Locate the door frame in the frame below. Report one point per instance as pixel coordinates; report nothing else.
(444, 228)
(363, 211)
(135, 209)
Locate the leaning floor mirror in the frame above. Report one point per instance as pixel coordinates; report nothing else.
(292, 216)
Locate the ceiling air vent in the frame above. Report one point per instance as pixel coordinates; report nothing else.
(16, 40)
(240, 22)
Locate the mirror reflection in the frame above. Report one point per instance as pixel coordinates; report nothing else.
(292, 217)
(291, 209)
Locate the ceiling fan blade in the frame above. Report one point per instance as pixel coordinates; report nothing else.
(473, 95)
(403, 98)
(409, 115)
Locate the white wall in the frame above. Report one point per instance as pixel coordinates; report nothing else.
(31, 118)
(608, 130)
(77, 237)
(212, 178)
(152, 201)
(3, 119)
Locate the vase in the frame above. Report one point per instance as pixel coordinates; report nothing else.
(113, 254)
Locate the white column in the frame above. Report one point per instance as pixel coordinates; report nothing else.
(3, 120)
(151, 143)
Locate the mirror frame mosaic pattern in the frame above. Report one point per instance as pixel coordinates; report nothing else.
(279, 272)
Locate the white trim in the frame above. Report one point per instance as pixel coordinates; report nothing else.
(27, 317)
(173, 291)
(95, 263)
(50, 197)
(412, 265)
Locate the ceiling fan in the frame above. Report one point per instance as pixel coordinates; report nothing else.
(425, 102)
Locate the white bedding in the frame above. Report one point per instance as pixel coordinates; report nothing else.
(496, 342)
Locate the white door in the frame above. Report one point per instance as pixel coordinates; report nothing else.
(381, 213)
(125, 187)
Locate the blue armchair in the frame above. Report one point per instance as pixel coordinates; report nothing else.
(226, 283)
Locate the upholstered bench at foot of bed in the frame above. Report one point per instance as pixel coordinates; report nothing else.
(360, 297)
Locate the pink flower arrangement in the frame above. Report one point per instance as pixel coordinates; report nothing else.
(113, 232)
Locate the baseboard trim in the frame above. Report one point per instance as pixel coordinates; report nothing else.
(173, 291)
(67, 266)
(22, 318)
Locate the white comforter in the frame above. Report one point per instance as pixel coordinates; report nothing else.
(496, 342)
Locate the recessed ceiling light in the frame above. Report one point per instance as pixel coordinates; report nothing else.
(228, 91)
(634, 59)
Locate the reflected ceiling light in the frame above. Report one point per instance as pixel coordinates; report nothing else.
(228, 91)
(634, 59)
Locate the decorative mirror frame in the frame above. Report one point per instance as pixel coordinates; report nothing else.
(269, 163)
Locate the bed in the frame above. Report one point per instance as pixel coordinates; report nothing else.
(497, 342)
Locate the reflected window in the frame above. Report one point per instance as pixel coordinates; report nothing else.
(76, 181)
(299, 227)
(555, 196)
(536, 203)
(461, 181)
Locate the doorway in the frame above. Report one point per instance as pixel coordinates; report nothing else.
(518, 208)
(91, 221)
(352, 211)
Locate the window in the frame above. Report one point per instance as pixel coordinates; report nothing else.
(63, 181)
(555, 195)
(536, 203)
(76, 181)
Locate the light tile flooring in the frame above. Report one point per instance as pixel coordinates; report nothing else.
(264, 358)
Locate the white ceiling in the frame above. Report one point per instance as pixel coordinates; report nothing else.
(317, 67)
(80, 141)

···

### Requirement
Retype every record above exactly as it appears.

### Output below
Locate the door frame in the frame below. Report one point per instance as pixel coordinates; report nothing else.
(444, 228)
(363, 211)
(135, 209)
Locate the leaning floor mirror in the frame above. Report one point per instance as pixel coordinates; report nothing else.
(292, 216)
Locate the ceiling air vent in the frame above. Report one point per instance as pixel coordinates; report nothing else.
(16, 40)
(240, 22)
Locate the mirror reflection in the frame above. Report one point per instance as pixel coordinates; report nothing else.
(292, 217)
(291, 209)
Locate the ceiling fan blade in the frame above. Report one point per instance as pixel coordinates; report nothing else.
(473, 95)
(403, 98)
(409, 115)
Locate the white wall in the frame above. Report one point per instance as pixel coordinates; report nothing else.
(31, 118)
(608, 130)
(77, 237)
(212, 178)
(152, 201)
(3, 119)
Locate the vase in the frame above. Report one point per instance as pixel coordinates; report nothing else.
(113, 254)
Locate the white column in the frame above. Report one point per instance as pixel coordinates; report nothing else.
(3, 120)
(151, 143)
Locate the mirror frame mosaic pattern in the frame above. Report one point per instance as pixel coordinates; report nothing else.
(279, 272)
Locate the white trim in the frame above. Report one point per instance as pixel coordinates; report nothing else.
(27, 317)
(173, 291)
(95, 263)
(50, 197)
(412, 265)
Locate the ceiling fan in the frame above. Report one point per instance as pixel coordinates; report nothing else.
(425, 102)
Locate the white bedding in the frame above. Report one point per instance as pixel coordinates; report nothing else.
(496, 342)
Locate the white door in the frame above. Report one point per instance as pixel coordinates; report nothing else.
(381, 213)
(125, 187)
Locate the blue armchair in the frame above. Report one point per instance as pixel coordinates; report nothing else.
(226, 283)
Locate the upholstered bench at foot of bed in the frame above. Report one point per instance as pixel coordinates; report nothing else.
(360, 297)
Locate the pink flower arrangement in the frame above. Report one point per instance as pixel coordinates; report nothing else.
(113, 232)
Locate the baseboard trim in the frame above. Report one point per instance as pixel coordinates; report nothing else.
(173, 291)
(67, 266)
(22, 318)
Locate the white comforter in the frame above. Report one point per instance as pixel coordinates; report nothing else.
(496, 342)
Locate the recessed ceiling light in the frame above. Report one point per instance as pixel coordinates; report nothing else.
(228, 91)
(634, 59)
Locate the reflected ceiling light in the frame above. Report one point per instance as pixel coordinates; report nothing else.
(228, 91)
(634, 59)
Locate the decorative mirror frame in the frame above. Report one point per instance as pixel coordinates; report nothing else.
(269, 163)
Locate the bed in the frame above. Report one point per instance as pixel coordinates; report nothing else.
(497, 342)
Locate the reflected window in the frame above. Report one point per instance as pixel coordinates; report nothing else.
(76, 181)
(299, 227)
(555, 196)
(536, 203)
(461, 181)
Locate the doorway in the frame above. Report one point per instance as pixel coordinates; report nothing else.
(518, 208)
(91, 221)
(352, 211)
Locate the window in the frame above. Report one point per instance as pixel coordinates; report nothing else.
(63, 181)
(555, 195)
(536, 203)
(76, 181)
Locate the light tile flooring in the frame above. Report one point per instance as pixel coordinates; report nothing else.
(264, 358)
Locate the white ceiling in the frame above. Report one point per instance as pixel coordinates; report nothing else.
(317, 67)
(80, 141)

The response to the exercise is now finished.